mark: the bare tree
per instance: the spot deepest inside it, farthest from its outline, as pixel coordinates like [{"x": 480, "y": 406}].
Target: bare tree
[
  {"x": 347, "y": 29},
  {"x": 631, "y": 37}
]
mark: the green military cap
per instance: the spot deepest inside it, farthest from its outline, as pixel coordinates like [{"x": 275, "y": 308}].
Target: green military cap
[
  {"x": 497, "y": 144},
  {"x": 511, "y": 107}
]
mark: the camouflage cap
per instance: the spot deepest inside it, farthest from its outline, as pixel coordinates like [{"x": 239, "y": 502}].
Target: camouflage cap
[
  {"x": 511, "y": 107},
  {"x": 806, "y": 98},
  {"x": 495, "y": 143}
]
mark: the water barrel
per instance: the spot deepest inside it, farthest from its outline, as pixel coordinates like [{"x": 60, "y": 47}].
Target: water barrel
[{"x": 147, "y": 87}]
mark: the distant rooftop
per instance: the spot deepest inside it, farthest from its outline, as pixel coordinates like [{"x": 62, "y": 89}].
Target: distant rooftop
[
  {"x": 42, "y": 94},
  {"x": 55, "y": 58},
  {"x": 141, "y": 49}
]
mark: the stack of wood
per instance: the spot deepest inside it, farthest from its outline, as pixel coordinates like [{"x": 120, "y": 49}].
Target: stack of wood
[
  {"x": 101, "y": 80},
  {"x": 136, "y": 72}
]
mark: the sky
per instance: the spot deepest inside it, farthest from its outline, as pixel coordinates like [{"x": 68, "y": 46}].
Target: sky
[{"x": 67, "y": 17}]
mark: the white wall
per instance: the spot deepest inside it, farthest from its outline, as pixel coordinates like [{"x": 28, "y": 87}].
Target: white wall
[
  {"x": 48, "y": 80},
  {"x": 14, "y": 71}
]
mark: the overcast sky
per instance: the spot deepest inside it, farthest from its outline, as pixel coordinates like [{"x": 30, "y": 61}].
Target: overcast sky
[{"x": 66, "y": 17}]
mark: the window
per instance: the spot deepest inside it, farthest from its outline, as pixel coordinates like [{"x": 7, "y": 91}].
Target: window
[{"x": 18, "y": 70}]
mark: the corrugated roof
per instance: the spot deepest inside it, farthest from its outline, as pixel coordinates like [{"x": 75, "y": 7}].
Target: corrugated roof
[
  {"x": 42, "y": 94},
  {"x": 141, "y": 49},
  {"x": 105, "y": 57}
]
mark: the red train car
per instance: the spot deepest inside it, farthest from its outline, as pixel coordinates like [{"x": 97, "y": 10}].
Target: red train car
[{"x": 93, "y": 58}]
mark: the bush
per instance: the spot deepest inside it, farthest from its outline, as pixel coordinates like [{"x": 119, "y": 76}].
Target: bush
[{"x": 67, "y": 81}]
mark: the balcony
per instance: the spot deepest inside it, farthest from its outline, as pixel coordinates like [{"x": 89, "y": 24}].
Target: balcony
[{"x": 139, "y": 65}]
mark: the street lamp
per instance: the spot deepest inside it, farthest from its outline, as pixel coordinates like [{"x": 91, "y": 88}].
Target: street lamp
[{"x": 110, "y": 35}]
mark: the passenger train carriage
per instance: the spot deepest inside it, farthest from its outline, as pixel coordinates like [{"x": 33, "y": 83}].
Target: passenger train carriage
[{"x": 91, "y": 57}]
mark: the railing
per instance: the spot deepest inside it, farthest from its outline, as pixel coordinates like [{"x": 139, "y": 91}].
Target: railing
◇ ◇ ◇
## PROBLEM DESCRIPTION
Rewrite all of the data above, replacing each occurrence of "Target" with "Object" and leaving everything else unchanged.

## FULL ANSWER
mark: the bare tree
per instance: the spot deepest inside it, farthest from its outline, as pixel coordinates like [{"x": 480, "y": 406}].
Object: bare tree
[
  {"x": 347, "y": 29},
  {"x": 631, "y": 37}
]
mark: the green military cap
per instance: the spot deepest inside it, farthest from its outline, as pixel coordinates like [{"x": 275, "y": 308}].
Object: green military cap
[
  {"x": 497, "y": 144},
  {"x": 511, "y": 107}
]
mark: the camouflage cap
per instance: the spot deepest inside it, farthest from its outline, as pixel coordinates like [{"x": 239, "y": 502}].
Object: camouflage cap
[
  {"x": 511, "y": 107},
  {"x": 806, "y": 98},
  {"x": 495, "y": 143}
]
mark: the water barrel
per instance: the spot deepest inside it, farthest from its outline, as pixel coordinates like [{"x": 60, "y": 47}].
Object: water barrel
[{"x": 147, "y": 87}]
mark: the distant rooftop
per instance: the spot deepest inside it, farthest from its outline, as pixel coordinates like [{"x": 62, "y": 89}].
Object: distant rooftop
[
  {"x": 42, "y": 94},
  {"x": 55, "y": 58},
  {"x": 141, "y": 49}
]
mark: the stack of wood
per instance: the spot deepest inside it, farthest from its outline, as pixel coordinates like [{"x": 120, "y": 49}].
Object: stack of wood
[
  {"x": 101, "y": 80},
  {"x": 136, "y": 72}
]
mark: the sky
per instance: the spot deepest inside it, farthest from its outline, as pixel coordinates like [{"x": 68, "y": 46}].
Object: sky
[{"x": 67, "y": 17}]
mark: the white wall
per instance: the spot deepest inside it, farthest from its outline, as pixel coordinates like [{"x": 28, "y": 87}].
Object: white wall
[
  {"x": 48, "y": 80},
  {"x": 14, "y": 71}
]
mark: the overcast sky
per instance: the spot deepest inside it, farthest from its outline, as pixel coordinates like [{"x": 30, "y": 61}].
Object: overcast sky
[{"x": 66, "y": 17}]
mark: the window
per instance: the spot deepest inside it, farthest from its outline, as pixel coordinates like [{"x": 7, "y": 91}].
Object: window
[{"x": 18, "y": 70}]
mark: the corrugated roof
per instance: the spot deepest inside it, farthest from its outline, as pixel coordinates like [{"x": 75, "y": 7}].
Object: corrugated roof
[
  {"x": 42, "y": 94},
  {"x": 141, "y": 49},
  {"x": 105, "y": 57}
]
mark: the red train car
per instance: the spot deepest inside it, farthest from its outline, as pixel coordinates like [{"x": 97, "y": 10}].
Object: red train car
[{"x": 93, "y": 58}]
mark: the bush
per instance: the spot deepest inside it, farthest from its outline, as pixel coordinates like [{"x": 119, "y": 76}].
Object: bush
[{"x": 67, "y": 81}]
mark: the balcony
per instance: the spot deepest inside it, farthest from its outline, as pixel coordinates like [{"x": 89, "y": 24}].
Object: balcony
[{"x": 139, "y": 65}]
mark: the street lamp
per instance: the spot deepest inside it, farthest from its outline, as pixel coordinates like [{"x": 91, "y": 88}].
Object: street lamp
[{"x": 110, "y": 35}]
mark: the passenger train carriage
per instance: the spot deepest inside it, farthest from its outline, as pixel coordinates like [{"x": 33, "y": 83}].
Object: passenger train carriage
[{"x": 91, "y": 57}]
mark: the railing
per instance: the spot deepest inside it, farthest from its outline, as pixel coordinates like [{"x": 139, "y": 91}].
Object: railing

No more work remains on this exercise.